━━━ Данные для обработки ━━━

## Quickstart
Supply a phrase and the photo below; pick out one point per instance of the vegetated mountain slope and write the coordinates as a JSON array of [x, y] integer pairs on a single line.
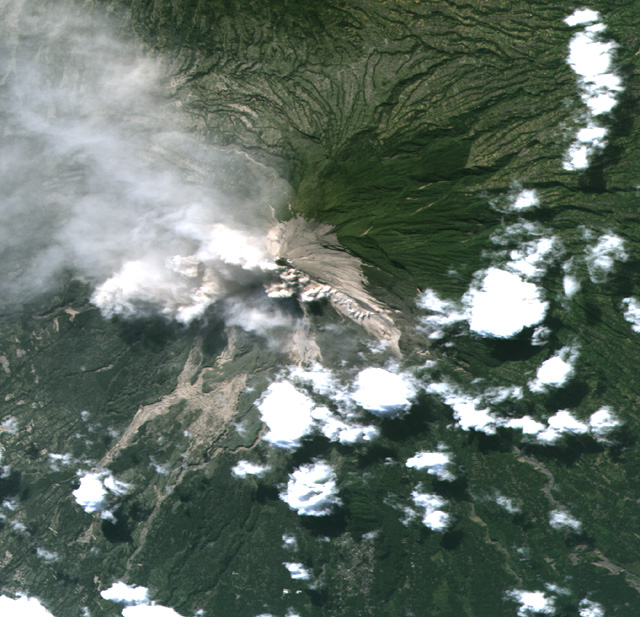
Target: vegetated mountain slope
[[399, 123]]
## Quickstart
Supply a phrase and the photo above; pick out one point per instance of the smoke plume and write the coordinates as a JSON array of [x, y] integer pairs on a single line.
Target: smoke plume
[[103, 176]]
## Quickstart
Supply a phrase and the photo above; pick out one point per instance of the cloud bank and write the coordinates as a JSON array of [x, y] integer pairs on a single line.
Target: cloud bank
[[101, 177], [591, 58], [312, 490]]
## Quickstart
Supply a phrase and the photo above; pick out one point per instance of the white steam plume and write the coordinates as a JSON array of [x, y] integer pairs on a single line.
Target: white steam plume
[[101, 176]]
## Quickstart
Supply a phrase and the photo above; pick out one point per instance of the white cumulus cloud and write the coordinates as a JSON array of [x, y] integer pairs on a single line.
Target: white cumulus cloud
[[632, 313], [555, 371], [435, 463], [287, 413], [242, 469], [591, 58], [561, 519], [126, 594], [589, 608], [297, 571], [502, 304], [96, 492], [431, 505], [532, 603], [601, 257], [312, 490]]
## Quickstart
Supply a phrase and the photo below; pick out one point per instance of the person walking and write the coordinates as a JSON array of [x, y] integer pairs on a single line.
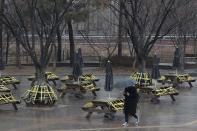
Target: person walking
[[130, 104]]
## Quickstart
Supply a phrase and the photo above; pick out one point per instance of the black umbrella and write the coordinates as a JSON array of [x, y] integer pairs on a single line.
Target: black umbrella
[[77, 70], [108, 77], [124, 83], [155, 68]]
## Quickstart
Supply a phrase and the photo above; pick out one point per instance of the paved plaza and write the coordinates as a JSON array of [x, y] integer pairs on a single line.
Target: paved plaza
[[67, 115]]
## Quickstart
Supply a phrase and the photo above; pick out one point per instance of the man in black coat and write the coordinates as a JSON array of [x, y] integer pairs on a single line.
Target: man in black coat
[[130, 104]]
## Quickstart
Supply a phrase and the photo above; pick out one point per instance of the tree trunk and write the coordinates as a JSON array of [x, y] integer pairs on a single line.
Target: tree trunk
[[18, 61], [181, 47], [71, 39], [142, 65], [7, 46], [1, 28], [59, 47], [120, 29]]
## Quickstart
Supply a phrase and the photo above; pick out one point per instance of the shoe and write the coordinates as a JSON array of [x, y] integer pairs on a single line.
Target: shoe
[[125, 124]]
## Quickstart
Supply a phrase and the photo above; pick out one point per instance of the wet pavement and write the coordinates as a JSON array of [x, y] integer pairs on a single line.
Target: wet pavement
[[66, 114]]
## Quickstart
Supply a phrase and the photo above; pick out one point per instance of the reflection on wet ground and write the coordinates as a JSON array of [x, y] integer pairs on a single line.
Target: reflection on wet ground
[[67, 115]]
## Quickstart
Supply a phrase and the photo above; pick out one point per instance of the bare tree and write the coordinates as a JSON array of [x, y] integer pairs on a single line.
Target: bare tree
[[147, 21], [1, 28], [45, 22], [186, 17]]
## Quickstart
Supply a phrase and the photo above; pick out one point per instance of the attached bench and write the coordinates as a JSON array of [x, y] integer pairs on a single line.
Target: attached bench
[[9, 99], [176, 79], [77, 89], [107, 106], [78, 86], [92, 59], [156, 92], [50, 77], [192, 59], [9, 80]]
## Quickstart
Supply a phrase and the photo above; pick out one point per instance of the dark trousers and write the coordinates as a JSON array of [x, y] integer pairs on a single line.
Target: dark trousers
[[127, 116]]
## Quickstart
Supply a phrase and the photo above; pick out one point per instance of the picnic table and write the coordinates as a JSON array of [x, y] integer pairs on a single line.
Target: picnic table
[[142, 79], [158, 91], [107, 106], [78, 86], [40, 94], [176, 79], [50, 77], [9, 80]]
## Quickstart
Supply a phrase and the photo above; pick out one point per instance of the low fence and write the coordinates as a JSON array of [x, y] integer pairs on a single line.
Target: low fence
[[97, 52]]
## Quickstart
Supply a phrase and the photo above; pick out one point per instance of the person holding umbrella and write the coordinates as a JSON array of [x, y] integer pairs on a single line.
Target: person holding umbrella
[[130, 104]]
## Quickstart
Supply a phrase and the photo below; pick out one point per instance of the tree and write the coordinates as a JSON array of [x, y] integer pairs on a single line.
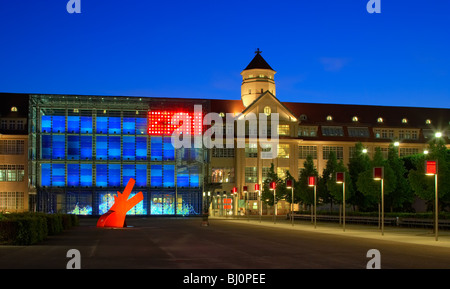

━━━

--- Задание ---
Верни без изменений каждую строку из записей выше, в которой встречается слово «trunk».

--- Результат ---
Supply a phrase and the photo above; pick out one point per instance of the tree trunk and write the coordinates as a JSON array of [x, y] integer pairs on a single line.
Target: tree trunk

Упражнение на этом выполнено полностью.